*Passage:*
Having settled on an epistemology, I needed to tackle the hours and hours of transcript. I looked at various methods, and realised I didn’t really like any of them. Some stipulated resources for which I had neither money nor people, others seemed to want me to compromise the integrity of participants’ accounts, or followed rigid procedures which diminished the warmth and colour of the dancers’ lived narratives. Finally I managed to piece together a sequence of sessions allowing me to code, sift through, and collate themes which were distributed right across my sample.
My guiding light has been my Principal Supervisor, the indispensable, inimitable Trish Greenhalgh, who, together with co-supervisors Dr Marta Arnaldi and Professsor Caroline Potter, constantly steadied (and gently discouraged) some of my wilder impulses. Even under their watchful gaze, I’m sure I have written eight versions of each chapter before finding one that seemed viable.
Reflections on doing a DPhil at 78
People ask how it felt to do this at my age. The truth is, inside myself I don’t believe I am 78. My age (except when it comes to dancing) is not a factor, it never was. I just get on and do it, as we all do. I recognise how lucky I am in this, and that some who may be less fortunate might recount a different experience. What I can say is that time has made me, if anything, more inquisitive and less entrenched in my views. I think I am more curious, and more intrigued by the strangeness of things, than I was 50 years ago.
What I hope will change
What I would like, would be if this research could become the thin edge of the wedge, the beginning of somehow changing how dancers are made and treated.

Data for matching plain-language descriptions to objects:
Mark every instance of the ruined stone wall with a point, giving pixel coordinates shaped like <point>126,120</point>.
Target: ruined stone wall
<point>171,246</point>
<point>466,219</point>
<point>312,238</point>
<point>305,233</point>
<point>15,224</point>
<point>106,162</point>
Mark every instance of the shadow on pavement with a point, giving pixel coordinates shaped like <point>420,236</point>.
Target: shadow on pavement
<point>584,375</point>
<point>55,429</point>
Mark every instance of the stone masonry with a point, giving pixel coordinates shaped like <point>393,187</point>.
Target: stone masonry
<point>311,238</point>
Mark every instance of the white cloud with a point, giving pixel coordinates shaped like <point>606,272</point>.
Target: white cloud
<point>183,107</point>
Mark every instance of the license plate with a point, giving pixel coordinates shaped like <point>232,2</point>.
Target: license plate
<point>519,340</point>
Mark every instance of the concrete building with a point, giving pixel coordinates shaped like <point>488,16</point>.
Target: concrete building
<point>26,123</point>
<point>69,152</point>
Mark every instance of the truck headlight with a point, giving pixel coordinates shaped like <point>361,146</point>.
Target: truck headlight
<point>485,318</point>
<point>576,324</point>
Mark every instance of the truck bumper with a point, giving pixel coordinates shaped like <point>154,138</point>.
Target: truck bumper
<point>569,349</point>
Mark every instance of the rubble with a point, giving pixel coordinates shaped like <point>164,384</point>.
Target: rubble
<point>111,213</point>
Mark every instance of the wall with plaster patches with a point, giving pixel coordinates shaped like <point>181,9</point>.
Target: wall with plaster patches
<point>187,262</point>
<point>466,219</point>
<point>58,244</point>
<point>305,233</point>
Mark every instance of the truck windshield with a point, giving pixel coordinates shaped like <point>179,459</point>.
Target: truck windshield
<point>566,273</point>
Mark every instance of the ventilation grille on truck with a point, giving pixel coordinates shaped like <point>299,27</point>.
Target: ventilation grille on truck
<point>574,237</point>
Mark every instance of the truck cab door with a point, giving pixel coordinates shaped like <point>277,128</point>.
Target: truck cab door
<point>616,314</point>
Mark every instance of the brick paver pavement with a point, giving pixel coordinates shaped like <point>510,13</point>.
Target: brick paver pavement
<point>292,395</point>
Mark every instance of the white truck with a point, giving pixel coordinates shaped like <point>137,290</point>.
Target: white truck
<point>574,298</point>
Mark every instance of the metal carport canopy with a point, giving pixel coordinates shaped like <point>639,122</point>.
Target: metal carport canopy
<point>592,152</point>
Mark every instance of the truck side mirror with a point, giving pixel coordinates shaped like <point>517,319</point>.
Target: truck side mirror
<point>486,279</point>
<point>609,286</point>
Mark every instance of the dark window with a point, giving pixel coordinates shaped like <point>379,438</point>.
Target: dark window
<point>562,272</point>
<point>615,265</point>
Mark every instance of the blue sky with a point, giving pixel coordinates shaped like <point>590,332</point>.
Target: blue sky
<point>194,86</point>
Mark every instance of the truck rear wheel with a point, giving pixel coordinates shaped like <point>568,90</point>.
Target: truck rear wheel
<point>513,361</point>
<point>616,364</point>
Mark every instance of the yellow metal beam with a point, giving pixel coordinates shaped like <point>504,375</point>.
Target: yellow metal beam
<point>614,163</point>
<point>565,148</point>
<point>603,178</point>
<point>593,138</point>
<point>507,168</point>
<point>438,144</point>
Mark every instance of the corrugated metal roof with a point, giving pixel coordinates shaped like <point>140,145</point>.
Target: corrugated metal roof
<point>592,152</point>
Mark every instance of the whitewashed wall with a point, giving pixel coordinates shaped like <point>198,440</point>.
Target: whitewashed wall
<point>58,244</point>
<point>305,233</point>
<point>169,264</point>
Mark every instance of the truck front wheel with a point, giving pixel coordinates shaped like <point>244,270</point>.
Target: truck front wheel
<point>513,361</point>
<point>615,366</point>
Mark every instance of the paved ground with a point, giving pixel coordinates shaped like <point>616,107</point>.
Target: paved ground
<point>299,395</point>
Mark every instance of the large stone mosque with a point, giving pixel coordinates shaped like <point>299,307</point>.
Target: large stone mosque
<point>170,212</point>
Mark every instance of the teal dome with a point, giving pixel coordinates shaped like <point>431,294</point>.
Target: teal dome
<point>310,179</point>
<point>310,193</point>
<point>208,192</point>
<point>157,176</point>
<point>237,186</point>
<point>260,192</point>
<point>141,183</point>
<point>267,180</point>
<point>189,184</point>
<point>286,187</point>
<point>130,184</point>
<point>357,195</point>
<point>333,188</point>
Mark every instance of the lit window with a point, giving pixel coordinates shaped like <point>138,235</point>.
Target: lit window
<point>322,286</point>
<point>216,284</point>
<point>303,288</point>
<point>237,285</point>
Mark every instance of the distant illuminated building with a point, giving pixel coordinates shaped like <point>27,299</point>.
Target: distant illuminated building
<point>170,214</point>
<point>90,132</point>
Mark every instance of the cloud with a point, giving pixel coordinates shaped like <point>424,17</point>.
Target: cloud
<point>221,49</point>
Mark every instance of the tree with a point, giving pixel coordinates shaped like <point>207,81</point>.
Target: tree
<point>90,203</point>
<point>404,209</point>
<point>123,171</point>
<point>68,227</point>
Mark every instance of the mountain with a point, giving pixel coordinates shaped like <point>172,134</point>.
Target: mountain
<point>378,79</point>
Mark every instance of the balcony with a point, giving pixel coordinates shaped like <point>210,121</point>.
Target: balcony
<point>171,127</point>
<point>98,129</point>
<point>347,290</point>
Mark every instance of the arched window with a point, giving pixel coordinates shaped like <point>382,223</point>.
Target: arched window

*To do:*
a) In the passage, who is named as the Principal Supervisor?
b) Translate this sentence from the passage into Spanish: "The truth is, inside myself I don’t believe I am 78."
c) Repeat word for word the part of the passage that opens with "Having settled on" and closes with "across my sample.".
You won't need the data for any of these tasks.

*Answers to the tasks:*
a) Trish Greenhalgh

b) La verdad es que, en mi interior, no creo que tenga 78 años.

c)
Having settled on an epistemology, I needed to tackle the hours and hours of transcript. I looked at various methods, and realised I didn’t really like any of them. Some stipulated resources for which I had neither money nor people, others seemed to want me to compromise the integrity of participants’ accounts, or followed rigid procedures which diminished the warmth and colour of the dancers’ lived narratives. Finally I managed to piece together a sequence of sessions allowing me to code, sift through, and collate themes which were distributed right across my sample.